Write out the entire listing below exactly, with the pictures left out.

Excerpts of location labeling data
--- START ---

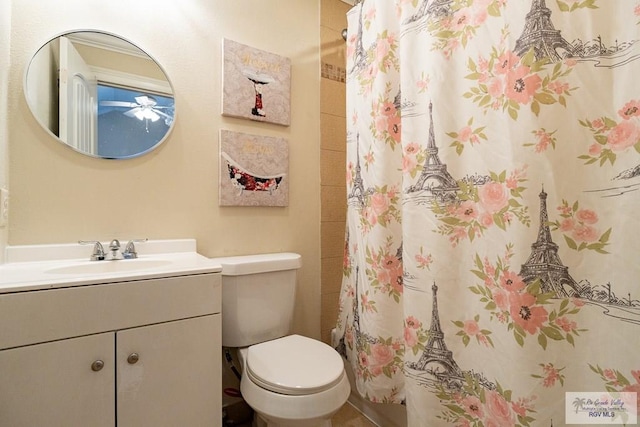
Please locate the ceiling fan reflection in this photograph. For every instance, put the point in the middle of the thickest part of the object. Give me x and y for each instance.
(145, 108)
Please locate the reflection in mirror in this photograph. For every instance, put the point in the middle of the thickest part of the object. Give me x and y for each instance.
(100, 95)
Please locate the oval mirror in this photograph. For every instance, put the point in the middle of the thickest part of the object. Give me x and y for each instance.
(100, 94)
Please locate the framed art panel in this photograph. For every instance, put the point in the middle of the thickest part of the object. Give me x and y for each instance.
(256, 85)
(253, 170)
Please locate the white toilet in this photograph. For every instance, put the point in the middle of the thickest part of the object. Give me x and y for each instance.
(288, 380)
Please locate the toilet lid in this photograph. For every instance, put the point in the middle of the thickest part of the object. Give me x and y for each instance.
(294, 365)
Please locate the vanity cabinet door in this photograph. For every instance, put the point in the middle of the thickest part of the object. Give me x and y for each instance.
(169, 374)
(61, 383)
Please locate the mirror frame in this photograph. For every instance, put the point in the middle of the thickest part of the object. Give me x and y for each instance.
(129, 49)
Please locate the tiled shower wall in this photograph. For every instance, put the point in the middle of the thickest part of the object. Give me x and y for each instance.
(332, 158)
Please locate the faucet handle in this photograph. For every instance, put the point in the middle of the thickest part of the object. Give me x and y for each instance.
(130, 248)
(98, 249)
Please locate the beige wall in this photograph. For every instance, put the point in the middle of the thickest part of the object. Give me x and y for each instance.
(5, 25)
(333, 157)
(59, 196)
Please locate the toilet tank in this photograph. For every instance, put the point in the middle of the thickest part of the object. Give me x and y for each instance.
(258, 297)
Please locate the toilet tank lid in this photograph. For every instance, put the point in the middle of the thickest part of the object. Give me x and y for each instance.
(259, 263)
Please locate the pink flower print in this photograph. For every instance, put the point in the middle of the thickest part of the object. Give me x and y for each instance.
(521, 86)
(566, 324)
(467, 211)
(486, 220)
(483, 69)
(412, 148)
(587, 216)
(493, 197)
(379, 203)
(552, 375)
(598, 124)
(506, 62)
(391, 262)
(585, 233)
(624, 135)
(471, 327)
(630, 109)
(488, 267)
(567, 225)
(595, 149)
(473, 406)
(480, 16)
(511, 281)
(525, 313)
(498, 410)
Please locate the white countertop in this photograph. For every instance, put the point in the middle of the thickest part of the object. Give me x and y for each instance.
(37, 267)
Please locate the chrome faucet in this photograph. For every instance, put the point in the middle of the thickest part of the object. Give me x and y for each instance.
(98, 249)
(130, 248)
(114, 247)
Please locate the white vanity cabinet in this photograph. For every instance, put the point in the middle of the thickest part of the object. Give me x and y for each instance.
(127, 354)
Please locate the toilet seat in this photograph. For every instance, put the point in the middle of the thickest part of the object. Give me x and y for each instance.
(294, 365)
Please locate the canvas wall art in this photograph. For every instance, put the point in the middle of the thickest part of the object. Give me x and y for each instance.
(253, 170)
(256, 85)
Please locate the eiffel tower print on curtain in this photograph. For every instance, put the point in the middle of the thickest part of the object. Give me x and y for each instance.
(540, 35)
(437, 360)
(434, 176)
(544, 264)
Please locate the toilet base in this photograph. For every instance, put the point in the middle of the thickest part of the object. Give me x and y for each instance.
(258, 421)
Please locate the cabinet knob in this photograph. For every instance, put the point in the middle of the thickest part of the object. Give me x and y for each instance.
(97, 365)
(133, 358)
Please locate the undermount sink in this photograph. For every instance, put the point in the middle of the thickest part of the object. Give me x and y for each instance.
(101, 267)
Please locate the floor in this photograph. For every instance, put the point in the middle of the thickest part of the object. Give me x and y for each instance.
(348, 416)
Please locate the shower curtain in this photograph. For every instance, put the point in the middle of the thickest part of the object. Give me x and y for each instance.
(490, 271)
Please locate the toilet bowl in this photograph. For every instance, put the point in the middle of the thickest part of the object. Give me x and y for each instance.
(293, 381)
(288, 380)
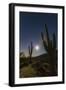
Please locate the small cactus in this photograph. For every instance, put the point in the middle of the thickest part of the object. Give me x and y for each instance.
(30, 49)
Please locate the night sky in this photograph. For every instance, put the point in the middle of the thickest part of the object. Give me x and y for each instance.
(31, 26)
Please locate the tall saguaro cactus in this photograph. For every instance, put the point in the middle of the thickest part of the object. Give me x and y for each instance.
(50, 46)
(30, 49)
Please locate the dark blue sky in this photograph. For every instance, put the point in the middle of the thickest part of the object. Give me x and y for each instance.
(31, 26)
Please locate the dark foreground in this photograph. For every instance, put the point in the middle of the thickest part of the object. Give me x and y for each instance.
(40, 66)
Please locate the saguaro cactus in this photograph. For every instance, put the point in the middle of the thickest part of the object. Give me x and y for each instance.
(30, 49)
(50, 46)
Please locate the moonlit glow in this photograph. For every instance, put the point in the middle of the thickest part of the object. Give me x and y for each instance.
(37, 47)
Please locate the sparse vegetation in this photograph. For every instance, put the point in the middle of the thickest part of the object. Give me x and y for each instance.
(43, 65)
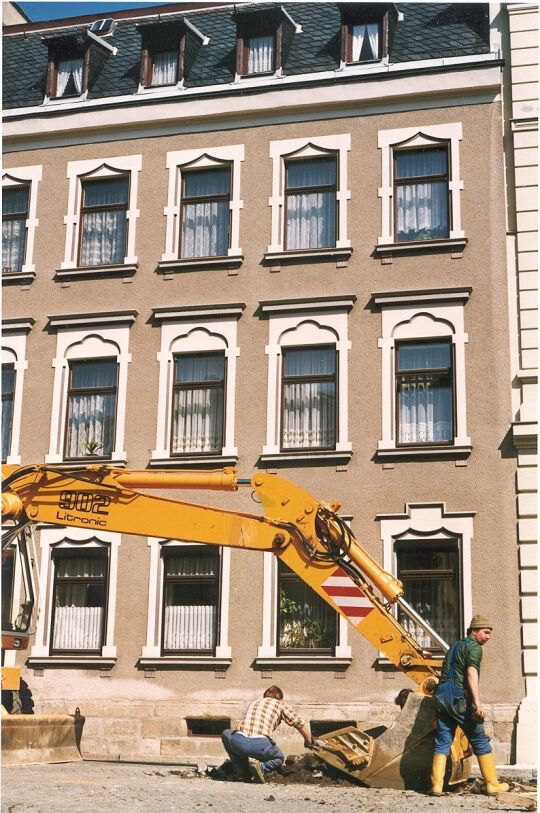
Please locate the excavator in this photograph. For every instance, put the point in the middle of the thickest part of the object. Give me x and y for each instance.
(307, 534)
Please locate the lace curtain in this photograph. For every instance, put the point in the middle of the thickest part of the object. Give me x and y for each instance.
(425, 401)
(190, 620)
(91, 415)
(365, 42)
(422, 208)
(66, 69)
(14, 202)
(165, 68)
(76, 624)
(261, 54)
(309, 407)
(104, 232)
(311, 216)
(205, 223)
(198, 410)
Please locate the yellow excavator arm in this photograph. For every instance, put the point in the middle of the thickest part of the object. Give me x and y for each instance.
(305, 533)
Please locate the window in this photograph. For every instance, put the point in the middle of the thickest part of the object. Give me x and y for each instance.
(67, 74)
(90, 386)
(423, 372)
(311, 203)
(430, 572)
(79, 601)
(103, 221)
(14, 216)
(188, 605)
(306, 623)
(77, 590)
(263, 41)
(101, 218)
(190, 599)
(91, 408)
(309, 196)
(421, 188)
(206, 196)
(421, 181)
(424, 392)
(19, 221)
(198, 404)
(203, 208)
(196, 400)
(307, 405)
(8, 392)
(309, 398)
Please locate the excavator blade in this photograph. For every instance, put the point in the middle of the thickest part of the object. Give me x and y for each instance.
(29, 739)
(397, 757)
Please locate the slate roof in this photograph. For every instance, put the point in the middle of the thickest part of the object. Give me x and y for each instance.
(428, 30)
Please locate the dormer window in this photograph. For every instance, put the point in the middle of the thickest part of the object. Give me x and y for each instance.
(366, 29)
(67, 74)
(168, 52)
(263, 41)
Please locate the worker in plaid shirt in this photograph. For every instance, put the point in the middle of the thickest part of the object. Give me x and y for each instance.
(250, 747)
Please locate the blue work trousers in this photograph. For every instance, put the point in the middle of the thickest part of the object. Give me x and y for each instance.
(240, 748)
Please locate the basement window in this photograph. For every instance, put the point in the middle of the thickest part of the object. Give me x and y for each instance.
(207, 727)
(321, 727)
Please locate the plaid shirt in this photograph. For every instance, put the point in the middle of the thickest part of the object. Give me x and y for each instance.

--- END ---

• [Written response]:
Please locate the ceiling fan reflection in this photograph. For every instance, put the point in the middle of the thickest part of the object. Give me x and y for each instance.
(145, 108)
Please locate the reflection in mirror in this photograph. For every instance, put the point in the middle of the thickest part of the object. Give me x and y for each instance.
(100, 95)
Please locate the oval mirror in this photograph. For every instance, put the point in the middle of the thickest part of the object. Give me x and y for each instance.
(100, 94)
Please locate the framed art panel in this photograph. For every instance, put the point in the middle of the thickest part of the object. Give me x and y for each instance.
(256, 85)
(253, 170)
Please locate the white toilet in this photograph. For every instance, put the point in the middle of the thickest part of the object. Give me x and y for each instance.
(288, 380)
Please locate the toilet lid in this photograph. For every instance, put the point in the middle of the thickest part of the object. Give me x and y for each instance.
(294, 365)
Please locate the vanity cabinet door in this photograph. For every instance, put the point in the middle of the thickest part of the object. Give me x and y for each instance.
(169, 374)
(61, 383)
Please locate the mirror frame in this photograph. For every instance, put the point in the middle of the thickest part of the object. Give me x and y for each instance.
(129, 49)
Please locate the tiled shower wall in this photograph. For every instance, put the point in the middle of the thickest part of the object. Give me x and y for each instance.
(332, 158)
Please locate the faucet handle in this photograph. For every instance, put the point in the middle of the thickest part of the object. Give me x and y for each instance.
(130, 248)
(98, 249)
Please locate the beige wall in this photograph. For every instance, put the point in the middle of the thickest part of the object. Give me x and y for each instance.
(5, 25)
(333, 157)
(59, 196)
Please locate the toilet tank in this photograph. For every instance, put the point in the middle of the thickest part of the object. Give me x and y for each instance.
(258, 297)
Please locate the toilet tank lid in this photograph. For every instance, put the point in the middle of the thickest part of the object. Give me x and y for each instance.
(259, 263)
Please locate the pink flower print in this photograph. For every instance, put the point in the middle of the thickest part of the object. Give me x and y for each instance.
(521, 86)
(566, 324)
(467, 211)
(486, 220)
(483, 69)
(412, 148)
(587, 216)
(493, 197)
(379, 203)
(552, 375)
(598, 124)
(506, 62)
(391, 262)
(585, 233)
(624, 135)
(471, 327)
(630, 109)
(488, 267)
(567, 225)
(595, 149)
(473, 406)
(480, 16)
(511, 281)
(525, 313)
(498, 410)
Please locate the white countertop in this photograph. For every instance, put the point in the middle of the thickest part of the object. Give me x and y for each instance.
(37, 267)
Please locate the chrome faucet in this photograph. For every instance, put the point in the middle of the thickest part of the object. Give me x and y for each instance.
(98, 249)
(130, 248)
(114, 247)
Please locate the white vanity cabinet in this photograph. For every instance, put the point in the middle of the thickest part of the object. Give me x and y for each instance.
(127, 354)
Please locate the toilet seat in this photograph. For every instance, put the point in the middle of the thickest part of the object. Give me x and y for each instance.
(294, 365)
Please locate the canvas wall art in this photograph. For every instance, put the point in the middle of the thickest part of the object. Give me x and y for each instance.
(253, 170)
(256, 85)
Please locate the eiffel tower print on curtain in this photograph. For every instance, put the point in the middle of the thickest part of the object. Give me x and y for each instance.
(540, 35)
(437, 360)
(434, 176)
(544, 264)
Please locate the toilet base in this photograph. For every instance, put the point in the middle of the thickest part of the object. Give me x and y for each instance.
(258, 421)
Please locate the cabinet knob in this photograph. For every instance, put the point in the middle of the thickest part of the object. Give me x and y for each instance.
(97, 365)
(133, 358)
Please locate the undermount sink in this photograph. For every instance, put the point in the middle of the thickest part of the object. Give me x and y for each instance.
(101, 267)
Please locate the floor in this photograph. For every instance, put the point in the middle of the thickest part of the object. Give me x and y for each instance.
(348, 416)
Please locate the shower curtain in this photograph. For every instance, put the point in the middle of the thickest part of the object. Give me x and y for each instance.
(490, 271)
Please locate the toilet bowl in this photograph. For every instance, put the point in the middle of the thickest part of the object. Give me x and y for each instance.
(293, 381)
(288, 380)
Please locate the small cactus in this photograph. For every instance, put the point in the middle of the thickest part of the object. Give me x and y for each instance.
(30, 49)
Please locate the night sky in this photograph. For every instance, put the point in the middle of the thickest part of the object. Give me x and y for each instance.
(31, 26)
Please locate the tall saguaro cactus in this photograph. For every instance, put the point in the middle of the thickest part of the object. Give me x and y for each instance.
(50, 46)
(30, 49)
Please locate the dark blue sky in this photograph. For every instance, put the point in the middle of the thickest part of the object. Give me x and y for each instance.
(31, 26)
Please locate the dark foreground in this photograph. For every instance, put the point in the middle of the thickest part of the object. Give me x and y for each instance.
(40, 66)
Please locate the saguaro cactus in this photograph. For every instance, put the point in the middle of the thickest part of the object. Give me x and y for each instance.
(30, 49)
(50, 46)
Please locate the moonlit glow in this photograph. For every instance, put the point in the middle of the thickest part of the object. Give me x and y for each instance.
(37, 47)
Please locate the sparse vegetation in this photograph. For every instance, put the point in the middle of the thickest part of the object. Give me x and y for each instance.
(43, 65)
Please locate the excavator in this photograph. For every instance, put the point in the middle of the thickest part of the object. Give me x and y for each instance.
(307, 534)
Please locate the lace curtain in this photograph. For every instance, put the point in the middle of the thickest part of the object. Give me x and y for each instance.
(425, 401)
(190, 620)
(91, 415)
(365, 42)
(422, 208)
(66, 69)
(14, 202)
(165, 68)
(76, 624)
(261, 54)
(309, 407)
(104, 232)
(311, 216)
(205, 223)
(198, 410)
Please locate the yellow excavator arm in this photograph. For every instance, put the point in the middle of the thickest part of the object. Give me x and y for each instance.
(305, 533)
Please locate the window in this photograph. For every instance, put the point in the middle of the thickest part of the object. Give me x and y for each instance.
(67, 74)
(90, 386)
(423, 372)
(311, 203)
(430, 572)
(79, 601)
(103, 221)
(14, 216)
(188, 605)
(306, 623)
(77, 590)
(263, 41)
(101, 218)
(190, 599)
(91, 408)
(309, 196)
(421, 188)
(206, 196)
(421, 181)
(424, 392)
(19, 221)
(198, 404)
(203, 208)
(196, 400)
(307, 405)
(8, 392)
(309, 398)
Please locate the excavator blade in this photograph. For every instance, put the point in the middle of the thickest part of the object. Give me x and y for each instance.
(29, 739)
(397, 757)
Please locate the slate roof in this photograph. For every instance, put the point in the middle of the thickest part of the object. Give me x and y for each instance.
(428, 30)
Please locate the dormer window in this photograph. For every instance, put the point in the middle of the thickest part of the object. Give me x and y for each instance.
(366, 29)
(67, 74)
(168, 52)
(263, 41)
Please locate the worker in plaid shirt in this photograph. For every instance, put the point in the middle of the thickest part of the object. Give me x and y for each instance.
(250, 747)
Please locate the blue work trousers in this photograph. For every instance, put the point in the middle of the thickest part of the object. Give me x and y for each instance.
(240, 748)
Please locate the basement window in this photograph. For every instance, put the point in the middle of the thickest part of the object. Give me x and y for each instance.
(207, 727)
(321, 727)
Please locate the plaid shirt in this photograph. For every instance, put the point in the middle of the thickest part of the object. Give me x and y for each instance.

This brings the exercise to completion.